● **WHAT IS EXPECTED**: Line by line, print the records exactly.

"""

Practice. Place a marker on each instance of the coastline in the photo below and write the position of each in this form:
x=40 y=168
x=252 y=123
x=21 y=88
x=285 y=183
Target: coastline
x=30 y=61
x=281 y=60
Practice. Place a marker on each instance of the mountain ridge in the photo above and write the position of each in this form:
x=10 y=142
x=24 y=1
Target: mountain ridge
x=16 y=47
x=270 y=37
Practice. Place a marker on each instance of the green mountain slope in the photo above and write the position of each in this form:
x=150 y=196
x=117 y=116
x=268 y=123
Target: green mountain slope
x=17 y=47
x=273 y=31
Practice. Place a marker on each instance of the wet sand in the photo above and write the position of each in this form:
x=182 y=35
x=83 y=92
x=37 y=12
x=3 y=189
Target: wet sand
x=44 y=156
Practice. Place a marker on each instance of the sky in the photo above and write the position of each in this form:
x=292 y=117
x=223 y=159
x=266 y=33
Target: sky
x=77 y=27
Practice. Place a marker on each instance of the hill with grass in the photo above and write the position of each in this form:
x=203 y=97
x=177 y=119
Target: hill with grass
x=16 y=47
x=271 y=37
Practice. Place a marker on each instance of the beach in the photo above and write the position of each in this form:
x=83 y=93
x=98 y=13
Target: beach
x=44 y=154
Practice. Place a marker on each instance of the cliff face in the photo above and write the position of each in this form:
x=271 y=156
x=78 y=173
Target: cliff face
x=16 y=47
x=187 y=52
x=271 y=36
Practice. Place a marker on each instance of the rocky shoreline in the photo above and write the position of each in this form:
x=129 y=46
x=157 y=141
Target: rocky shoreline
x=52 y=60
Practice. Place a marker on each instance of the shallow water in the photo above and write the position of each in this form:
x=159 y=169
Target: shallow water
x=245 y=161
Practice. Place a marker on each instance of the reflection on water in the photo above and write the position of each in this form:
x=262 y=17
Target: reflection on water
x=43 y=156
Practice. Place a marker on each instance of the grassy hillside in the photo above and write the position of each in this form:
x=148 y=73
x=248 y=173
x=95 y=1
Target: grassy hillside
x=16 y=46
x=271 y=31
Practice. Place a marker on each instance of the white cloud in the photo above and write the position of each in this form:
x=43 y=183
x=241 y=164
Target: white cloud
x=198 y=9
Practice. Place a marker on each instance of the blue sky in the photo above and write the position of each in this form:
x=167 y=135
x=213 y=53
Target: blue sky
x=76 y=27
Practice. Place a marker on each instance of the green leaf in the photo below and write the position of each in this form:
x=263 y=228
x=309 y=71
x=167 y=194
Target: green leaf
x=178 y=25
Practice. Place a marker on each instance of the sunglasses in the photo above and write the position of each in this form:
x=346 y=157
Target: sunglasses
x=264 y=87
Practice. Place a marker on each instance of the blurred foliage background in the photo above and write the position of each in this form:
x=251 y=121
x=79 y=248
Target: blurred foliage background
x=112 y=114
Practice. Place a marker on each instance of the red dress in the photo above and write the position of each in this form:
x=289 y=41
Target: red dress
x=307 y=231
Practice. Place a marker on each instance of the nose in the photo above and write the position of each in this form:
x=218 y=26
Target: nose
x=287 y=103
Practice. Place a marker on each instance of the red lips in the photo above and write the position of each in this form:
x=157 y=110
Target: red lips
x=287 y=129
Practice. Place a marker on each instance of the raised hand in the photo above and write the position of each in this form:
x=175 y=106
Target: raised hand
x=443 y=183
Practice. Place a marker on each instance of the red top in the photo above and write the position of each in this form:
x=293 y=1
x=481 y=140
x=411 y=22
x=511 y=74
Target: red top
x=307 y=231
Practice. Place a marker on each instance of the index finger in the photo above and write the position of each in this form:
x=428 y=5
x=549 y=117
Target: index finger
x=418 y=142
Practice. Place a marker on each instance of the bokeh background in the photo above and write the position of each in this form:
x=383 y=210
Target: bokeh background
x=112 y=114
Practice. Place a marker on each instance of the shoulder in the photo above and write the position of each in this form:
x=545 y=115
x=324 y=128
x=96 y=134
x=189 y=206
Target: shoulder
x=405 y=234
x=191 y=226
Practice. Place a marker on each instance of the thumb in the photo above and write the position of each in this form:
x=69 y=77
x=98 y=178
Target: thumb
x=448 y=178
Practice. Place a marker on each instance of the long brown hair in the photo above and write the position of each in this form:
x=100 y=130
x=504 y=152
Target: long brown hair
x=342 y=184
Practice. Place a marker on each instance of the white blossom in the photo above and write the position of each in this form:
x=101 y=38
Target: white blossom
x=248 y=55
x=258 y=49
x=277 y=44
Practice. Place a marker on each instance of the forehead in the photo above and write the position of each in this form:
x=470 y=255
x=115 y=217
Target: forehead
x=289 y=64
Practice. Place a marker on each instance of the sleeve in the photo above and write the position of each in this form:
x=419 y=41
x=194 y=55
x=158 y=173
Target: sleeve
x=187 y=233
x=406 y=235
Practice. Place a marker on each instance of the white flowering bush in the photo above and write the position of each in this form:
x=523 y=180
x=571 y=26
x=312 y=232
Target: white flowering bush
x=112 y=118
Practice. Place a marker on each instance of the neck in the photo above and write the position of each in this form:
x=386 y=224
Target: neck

"""

● **ANSWER FOR THIS EXERCISE**:
Practice. Place a marker on each instance of the coastline in the photo below and write the position of each in this form:
x=40 y=168
x=252 y=123
x=21 y=88
x=285 y=183
Target: coastline
x=30 y=61
x=281 y=60
Practice. Place a marker on each instance of the mountain ridge in the photo above and write the position of each in this form:
x=10 y=142
x=24 y=1
Target: mountain ridge
x=16 y=47
x=270 y=37
Practice. Place a marker on each instance of the green mountain slope in the photo above and write the position of each in this form:
x=150 y=196
x=117 y=116
x=268 y=123
Target: green mountain slope
x=17 y=47
x=273 y=31
Practice. Place a marker on each instance of the wet sand in the photo above and write the position of each in this form:
x=182 y=35
x=83 y=92
x=37 y=12
x=3 y=189
Target: wet sand
x=44 y=156
Practice. Place a marker on each instance of the sky in the photo above and write the position of each in this form:
x=292 y=117
x=223 y=159
x=266 y=33
Target: sky
x=77 y=27
Practice. Place a marker on each instance of the hill with grass in the photo above and write the position of each in this form:
x=203 y=97
x=177 y=119
Target: hill with grass
x=16 y=47
x=271 y=37
Practice. Place a marker on each instance of the beach in the photo above and write the position of each in this form:
x=83 y=93
x=98 y=13
Target: beach
x=44 y=154
Practice. Place a marker on each instance of the cliff face in the photo above and write the position of each in this form:
x=271 y=156
x=78 y=173
Target: cliff face
x=16 y=47
x=187 y=52
x=271 y=36
Practice. Place a marker on each instance of the rocky shoreline in the photo above and write the position of each in this form:
x=129 y=46
x=157 y=141
Target: rocky shoreline
x=52 y=60
Practice. Place a marker on each instance of the shallow water in the photo above and write the position of each in this form:
x=159 y=169
Target: shallow water
x=245 y=161
Practice. Place a marker on each instance of the reflection on water in the photo above and write the position of each in this form:
x=262 y=17
Target: reflection on water
x=43 y=156
Practice. Place a marker on each instance of the grassy hillside in the photo above and write the position of each in this form:
x=148 y=73
x=248 y=173
x=95 y=1
Target: grassy hillside
x=16 y=46
x=271 y=31
Practice. Place a marker on each instance of the white cloud in the photo above and write the position of each in this form:
x=43 y=183
x=241 y=164
Target: white cloud
x=198 y=9
Practice. Place a marker on each instance of the blue sky in the photo above and write the position of each in this form:
x=167 y=135
x=213 y=53
Target: blue sky
x=76 y=27
Practice. Place a marker on each instance of the green leaf in the photo below and write the position of each in this form:
x=263 y=228
x=309 y=71
x=167 y=194
Target: green leaf
x=178 y=25
Practice. Place a marker on each instance of the sunglasses in the photo above and write the position of each in this form:
x=346 y=157
Target: sunglasses
x=264 y=87
Practice. Place a marker on each instance of the blurred foliage background in the photo above and write the position of each in this form:
x=251 y=121
x=79 y=248
Target: blurred foliage background
x=112 y=114
Practice. Place a marker on each instance of the red dress in the photo above and write the position of each in this form:
x=289 y=41
Target: red dress
x=307 y=231
Practice. Place a marker on each instance of the nose in the photo above and write the position of each in this form:
x=218 y=26
Target: nose
x=287 y=103
Practice. Place a marker on each instance of the red lips in the photo above and write the position of each in this form:
x=157 y=110
Target: red lips
x=287 y=129
Practice. Place a marker on each instance of the raised hand in the photo above and write the position of each in this form:
x=175 y=106
Target: raised hand
x=443 y=183
Practice. Place a marker on each instance of the red top in the photo above and write the position of each in this form:
x=293 y=1
x=481 y=140
x=411 y=22
x=511 y=74
Target: red top
x=307 y=231
Practice. Place a marker on each instance of the index finger in the photo above and write the position of each in this form:
x=428 y=5
x=549 y=117
Target: index finger
x=418 y=142
Practice. Place a marker on each instance of the bokeh background in the photo above and write the position of each in this form:
x=383 y=210
Target: bokeh background
x=112 y=114
Practice. Place a marker on each instance of the shoulder in the photo above and write the position of each in this form:
x=545 y=115
x=324 y=128
x=96 y=134
x=189 y=206
Target: shoulder
x=405 y=234
x=191 y=226
Practice. Place a marker on each instance of the thumb in the photo above and write the position of each in this form:
x=69 y=77
x=98 y=178
Target: thumb
x=448 y=178
Practice. Place a marker on each instance of the long brown hair in the photo above and write the position of each in this form:
x=100 y=130
x=504 y=152
Target: long brown hair
x=342 y=184
Practice. Place a marker on each instance of the white blossom in the photo above and write the position of each in this form:
x=101 y=38
Target: white blossom
x=248 y=55
x=258 y=49
x=277 y=44
Practice. Place a marker on each instance of the forehead in the photo above and write the position of each in this form:
x=470 y=255
x=115 y=217
Target: forehead
x=289 y=64
Practice. Place a marker on each instance of the sleeve in the photo above and write the position of each in this form:
x=419 y=41
x=194 y=55
x=158 y=173
Target: sleeve
x=187 y=233
x=406 y=235
Practice. Place a marker on each instance of the white flowering bush in the photo above and write the position of each in this form:
x=523 y=180
x=571 y=26
x=312 y=232
Target: white flowering bush
x=112 y=118
Practice. Place a marker on each instance of the neck in the photo above and write the position of each in this form:
x=386 y=224
Target: neck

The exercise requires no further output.